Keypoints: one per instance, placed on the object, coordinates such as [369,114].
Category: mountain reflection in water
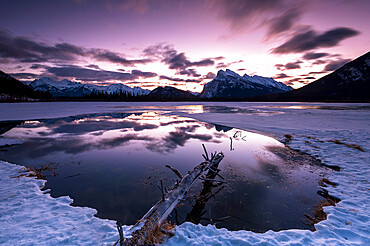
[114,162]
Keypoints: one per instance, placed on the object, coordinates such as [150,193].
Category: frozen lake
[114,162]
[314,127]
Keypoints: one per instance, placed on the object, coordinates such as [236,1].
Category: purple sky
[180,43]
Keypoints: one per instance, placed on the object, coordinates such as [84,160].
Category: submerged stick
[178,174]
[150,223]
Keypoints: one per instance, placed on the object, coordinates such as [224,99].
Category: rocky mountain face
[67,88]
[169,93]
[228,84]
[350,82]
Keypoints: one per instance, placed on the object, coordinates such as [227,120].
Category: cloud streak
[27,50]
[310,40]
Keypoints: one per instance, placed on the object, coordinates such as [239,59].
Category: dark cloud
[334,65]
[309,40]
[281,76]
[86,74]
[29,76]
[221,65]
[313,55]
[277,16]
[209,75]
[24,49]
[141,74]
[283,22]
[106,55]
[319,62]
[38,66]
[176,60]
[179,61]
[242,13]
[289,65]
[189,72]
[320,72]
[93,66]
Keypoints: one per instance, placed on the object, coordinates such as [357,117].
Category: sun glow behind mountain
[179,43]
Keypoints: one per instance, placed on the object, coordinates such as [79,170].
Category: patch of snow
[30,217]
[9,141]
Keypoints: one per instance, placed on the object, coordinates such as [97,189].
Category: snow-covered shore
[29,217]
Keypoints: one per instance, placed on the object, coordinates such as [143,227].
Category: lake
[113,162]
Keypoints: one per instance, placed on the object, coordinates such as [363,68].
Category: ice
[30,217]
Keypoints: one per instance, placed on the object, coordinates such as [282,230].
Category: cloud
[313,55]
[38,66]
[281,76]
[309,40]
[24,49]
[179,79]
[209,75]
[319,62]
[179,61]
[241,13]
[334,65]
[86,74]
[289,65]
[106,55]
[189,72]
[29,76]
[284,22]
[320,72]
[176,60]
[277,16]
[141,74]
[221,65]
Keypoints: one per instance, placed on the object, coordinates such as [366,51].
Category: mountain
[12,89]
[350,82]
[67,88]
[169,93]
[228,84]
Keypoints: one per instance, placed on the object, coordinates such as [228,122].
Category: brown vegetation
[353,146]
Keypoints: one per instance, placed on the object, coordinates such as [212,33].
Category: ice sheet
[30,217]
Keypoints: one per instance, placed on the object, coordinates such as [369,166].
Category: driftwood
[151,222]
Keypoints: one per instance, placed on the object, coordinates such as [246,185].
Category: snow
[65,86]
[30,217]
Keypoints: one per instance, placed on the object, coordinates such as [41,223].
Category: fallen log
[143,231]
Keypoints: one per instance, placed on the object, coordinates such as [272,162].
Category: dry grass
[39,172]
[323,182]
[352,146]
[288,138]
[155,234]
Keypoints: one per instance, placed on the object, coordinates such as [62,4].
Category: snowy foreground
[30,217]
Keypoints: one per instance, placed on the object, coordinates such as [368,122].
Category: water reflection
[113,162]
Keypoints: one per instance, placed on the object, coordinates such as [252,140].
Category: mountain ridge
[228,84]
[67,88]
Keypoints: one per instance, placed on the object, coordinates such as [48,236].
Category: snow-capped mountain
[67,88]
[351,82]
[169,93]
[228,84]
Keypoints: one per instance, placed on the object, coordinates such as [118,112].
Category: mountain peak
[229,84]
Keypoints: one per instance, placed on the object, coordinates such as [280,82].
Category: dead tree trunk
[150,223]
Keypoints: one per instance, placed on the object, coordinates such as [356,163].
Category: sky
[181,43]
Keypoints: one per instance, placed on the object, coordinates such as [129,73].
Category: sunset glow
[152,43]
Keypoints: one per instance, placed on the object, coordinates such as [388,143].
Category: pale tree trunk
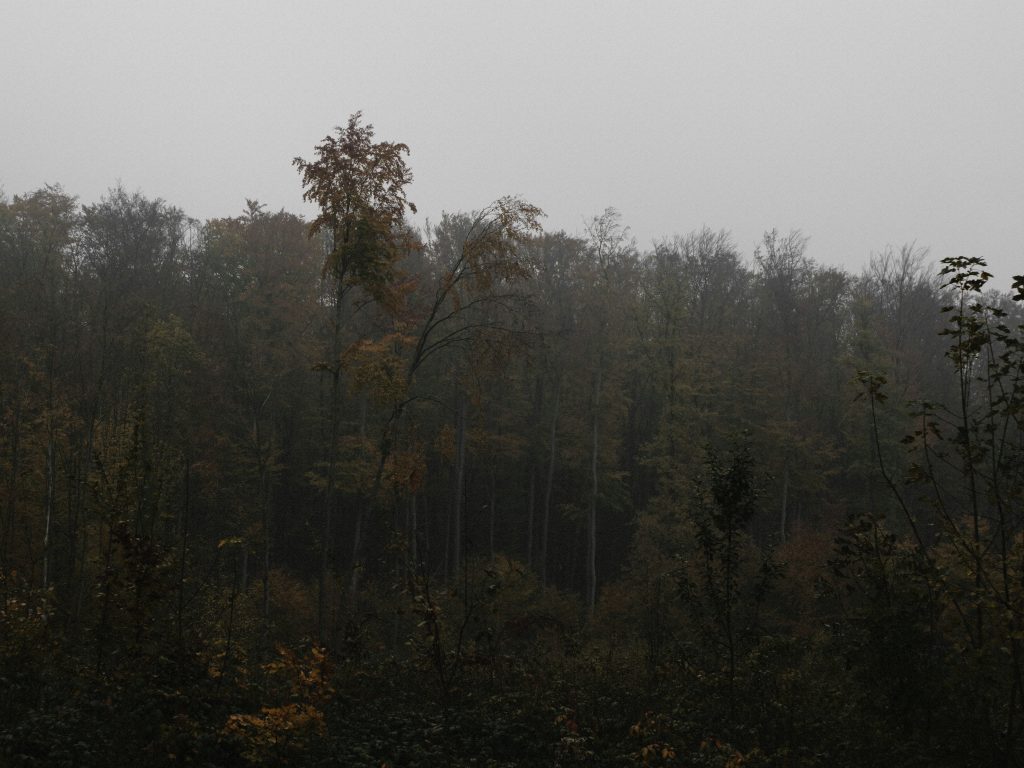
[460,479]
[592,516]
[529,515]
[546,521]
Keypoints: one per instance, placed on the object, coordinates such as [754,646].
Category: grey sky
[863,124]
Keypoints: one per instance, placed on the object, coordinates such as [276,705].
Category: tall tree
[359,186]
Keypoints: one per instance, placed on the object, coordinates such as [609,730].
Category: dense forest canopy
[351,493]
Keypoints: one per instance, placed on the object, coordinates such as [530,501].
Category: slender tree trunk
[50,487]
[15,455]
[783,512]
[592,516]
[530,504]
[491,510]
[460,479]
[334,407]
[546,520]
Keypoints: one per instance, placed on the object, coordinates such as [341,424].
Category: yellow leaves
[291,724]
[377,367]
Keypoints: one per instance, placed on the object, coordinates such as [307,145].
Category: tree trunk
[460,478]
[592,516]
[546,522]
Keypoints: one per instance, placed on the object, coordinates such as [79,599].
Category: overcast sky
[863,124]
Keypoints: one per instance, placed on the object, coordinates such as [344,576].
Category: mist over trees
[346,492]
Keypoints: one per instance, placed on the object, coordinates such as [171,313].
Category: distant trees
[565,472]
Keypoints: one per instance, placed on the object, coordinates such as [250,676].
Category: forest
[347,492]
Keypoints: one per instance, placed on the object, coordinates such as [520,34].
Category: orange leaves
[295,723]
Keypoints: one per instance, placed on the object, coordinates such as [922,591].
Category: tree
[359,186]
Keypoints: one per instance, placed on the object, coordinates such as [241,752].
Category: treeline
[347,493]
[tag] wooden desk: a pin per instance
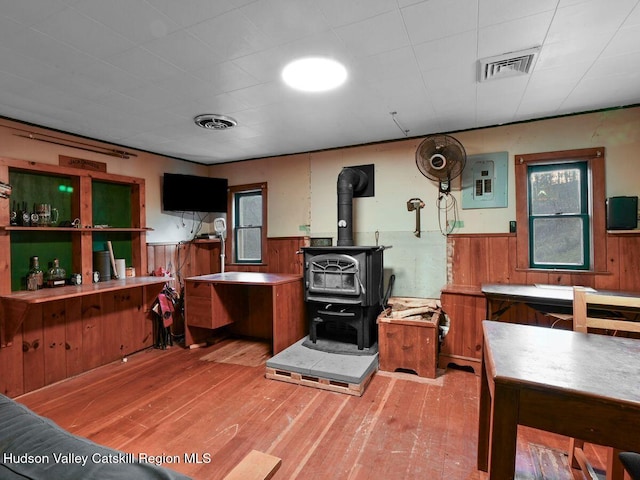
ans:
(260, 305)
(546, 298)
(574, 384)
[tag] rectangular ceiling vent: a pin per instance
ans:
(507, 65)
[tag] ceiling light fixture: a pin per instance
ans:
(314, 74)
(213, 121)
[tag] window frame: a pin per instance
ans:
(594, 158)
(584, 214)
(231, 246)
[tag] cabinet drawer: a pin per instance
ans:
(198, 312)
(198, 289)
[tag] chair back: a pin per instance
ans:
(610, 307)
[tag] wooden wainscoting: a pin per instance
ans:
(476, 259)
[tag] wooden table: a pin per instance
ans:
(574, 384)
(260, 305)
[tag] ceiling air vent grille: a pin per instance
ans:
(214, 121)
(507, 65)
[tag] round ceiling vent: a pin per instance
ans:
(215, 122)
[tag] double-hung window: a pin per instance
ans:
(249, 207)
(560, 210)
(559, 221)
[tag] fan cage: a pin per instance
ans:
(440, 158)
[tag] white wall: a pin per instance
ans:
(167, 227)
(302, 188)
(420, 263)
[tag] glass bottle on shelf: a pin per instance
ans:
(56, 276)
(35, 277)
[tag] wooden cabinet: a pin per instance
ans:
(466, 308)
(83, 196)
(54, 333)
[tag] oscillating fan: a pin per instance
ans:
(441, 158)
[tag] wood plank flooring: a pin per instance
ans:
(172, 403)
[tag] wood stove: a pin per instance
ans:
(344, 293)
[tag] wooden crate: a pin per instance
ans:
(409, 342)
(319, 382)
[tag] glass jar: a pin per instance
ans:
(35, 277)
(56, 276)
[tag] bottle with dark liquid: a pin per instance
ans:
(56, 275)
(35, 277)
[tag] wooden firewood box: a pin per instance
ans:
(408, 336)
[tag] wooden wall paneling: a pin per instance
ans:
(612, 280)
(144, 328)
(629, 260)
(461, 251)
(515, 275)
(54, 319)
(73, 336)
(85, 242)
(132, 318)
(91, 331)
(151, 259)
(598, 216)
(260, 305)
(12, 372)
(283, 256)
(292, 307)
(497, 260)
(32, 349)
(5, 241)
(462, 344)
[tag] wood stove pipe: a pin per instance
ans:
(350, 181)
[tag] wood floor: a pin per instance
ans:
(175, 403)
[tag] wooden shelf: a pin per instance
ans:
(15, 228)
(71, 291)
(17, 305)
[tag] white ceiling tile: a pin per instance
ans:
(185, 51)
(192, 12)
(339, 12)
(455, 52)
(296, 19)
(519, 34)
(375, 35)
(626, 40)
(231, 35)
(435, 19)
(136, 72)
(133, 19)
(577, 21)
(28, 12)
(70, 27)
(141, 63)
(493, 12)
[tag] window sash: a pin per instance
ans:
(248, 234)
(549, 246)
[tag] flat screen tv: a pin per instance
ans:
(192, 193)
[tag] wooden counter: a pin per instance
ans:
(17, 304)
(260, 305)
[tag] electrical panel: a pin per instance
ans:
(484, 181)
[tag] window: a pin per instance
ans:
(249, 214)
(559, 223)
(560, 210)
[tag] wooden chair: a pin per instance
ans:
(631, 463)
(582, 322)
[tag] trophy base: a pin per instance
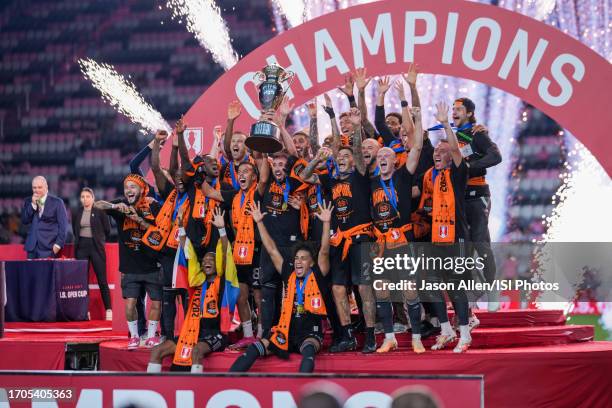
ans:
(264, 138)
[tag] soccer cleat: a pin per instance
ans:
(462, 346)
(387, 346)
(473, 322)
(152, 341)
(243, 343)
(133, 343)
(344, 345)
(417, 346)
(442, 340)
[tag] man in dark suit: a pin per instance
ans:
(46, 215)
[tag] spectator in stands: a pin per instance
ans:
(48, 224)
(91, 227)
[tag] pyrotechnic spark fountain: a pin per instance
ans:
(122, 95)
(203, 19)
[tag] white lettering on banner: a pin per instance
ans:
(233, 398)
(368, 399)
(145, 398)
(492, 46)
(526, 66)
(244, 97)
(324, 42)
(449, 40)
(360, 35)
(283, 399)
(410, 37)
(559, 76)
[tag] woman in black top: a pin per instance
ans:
######
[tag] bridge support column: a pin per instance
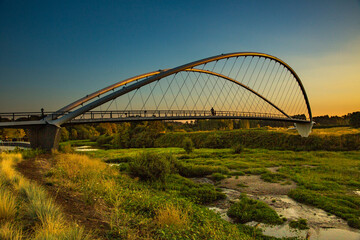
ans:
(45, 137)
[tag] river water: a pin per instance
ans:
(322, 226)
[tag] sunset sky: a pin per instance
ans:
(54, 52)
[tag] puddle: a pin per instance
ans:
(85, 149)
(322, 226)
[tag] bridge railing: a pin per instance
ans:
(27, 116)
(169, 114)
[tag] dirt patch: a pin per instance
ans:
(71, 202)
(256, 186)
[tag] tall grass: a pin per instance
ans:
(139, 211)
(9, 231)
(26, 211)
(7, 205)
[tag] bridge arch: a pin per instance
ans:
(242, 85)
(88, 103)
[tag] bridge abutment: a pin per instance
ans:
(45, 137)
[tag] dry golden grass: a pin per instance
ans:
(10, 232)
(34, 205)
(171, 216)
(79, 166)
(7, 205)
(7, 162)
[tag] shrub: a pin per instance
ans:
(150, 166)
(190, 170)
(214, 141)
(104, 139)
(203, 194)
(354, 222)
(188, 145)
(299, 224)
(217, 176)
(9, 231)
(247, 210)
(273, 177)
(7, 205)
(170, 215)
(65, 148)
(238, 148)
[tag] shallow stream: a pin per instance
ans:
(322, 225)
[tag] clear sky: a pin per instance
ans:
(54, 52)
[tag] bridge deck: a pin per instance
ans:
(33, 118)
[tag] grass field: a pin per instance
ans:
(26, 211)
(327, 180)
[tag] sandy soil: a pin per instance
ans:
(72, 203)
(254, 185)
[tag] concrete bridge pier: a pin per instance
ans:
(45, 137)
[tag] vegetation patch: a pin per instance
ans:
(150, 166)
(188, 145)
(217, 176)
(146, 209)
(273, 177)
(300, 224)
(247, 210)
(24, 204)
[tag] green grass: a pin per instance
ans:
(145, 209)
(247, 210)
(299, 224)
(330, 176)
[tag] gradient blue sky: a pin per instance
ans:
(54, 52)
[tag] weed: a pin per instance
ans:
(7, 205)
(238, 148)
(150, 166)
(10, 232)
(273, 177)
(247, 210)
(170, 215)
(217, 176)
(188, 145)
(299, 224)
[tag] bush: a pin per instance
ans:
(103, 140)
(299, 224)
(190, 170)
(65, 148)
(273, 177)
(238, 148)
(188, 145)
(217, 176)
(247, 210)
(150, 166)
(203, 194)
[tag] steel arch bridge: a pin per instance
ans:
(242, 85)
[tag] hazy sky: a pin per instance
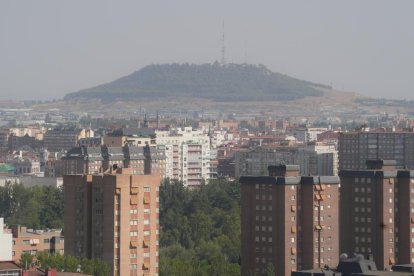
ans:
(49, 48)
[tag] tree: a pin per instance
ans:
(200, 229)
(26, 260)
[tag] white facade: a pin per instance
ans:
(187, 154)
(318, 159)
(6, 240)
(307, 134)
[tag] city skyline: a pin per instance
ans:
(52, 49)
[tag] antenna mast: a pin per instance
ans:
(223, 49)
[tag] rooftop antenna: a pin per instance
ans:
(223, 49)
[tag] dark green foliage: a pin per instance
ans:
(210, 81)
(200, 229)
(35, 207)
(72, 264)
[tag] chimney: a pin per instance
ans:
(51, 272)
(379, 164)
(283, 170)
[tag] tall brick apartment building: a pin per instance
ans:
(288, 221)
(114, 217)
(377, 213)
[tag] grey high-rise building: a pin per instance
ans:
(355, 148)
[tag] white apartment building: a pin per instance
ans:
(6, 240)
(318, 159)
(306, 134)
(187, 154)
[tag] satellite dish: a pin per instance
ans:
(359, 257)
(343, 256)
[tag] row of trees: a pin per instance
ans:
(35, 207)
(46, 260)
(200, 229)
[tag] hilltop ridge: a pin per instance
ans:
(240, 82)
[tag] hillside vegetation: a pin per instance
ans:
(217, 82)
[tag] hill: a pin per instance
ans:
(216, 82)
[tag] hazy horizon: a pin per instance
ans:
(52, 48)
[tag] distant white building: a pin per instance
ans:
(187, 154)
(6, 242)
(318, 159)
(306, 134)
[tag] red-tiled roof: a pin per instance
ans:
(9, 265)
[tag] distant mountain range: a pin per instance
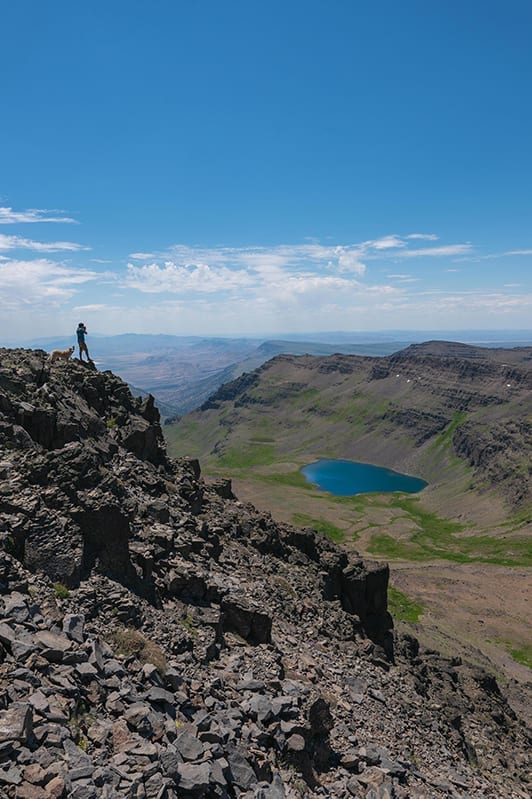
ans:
######
What is needed —
Gather from the entries above every line that contains the word "tall" and copy each of those lines in full.

Full output —
Category: tall tree
[tag] tall grass: a pin per instance
[tag] tall brick apartment building: a pin per instance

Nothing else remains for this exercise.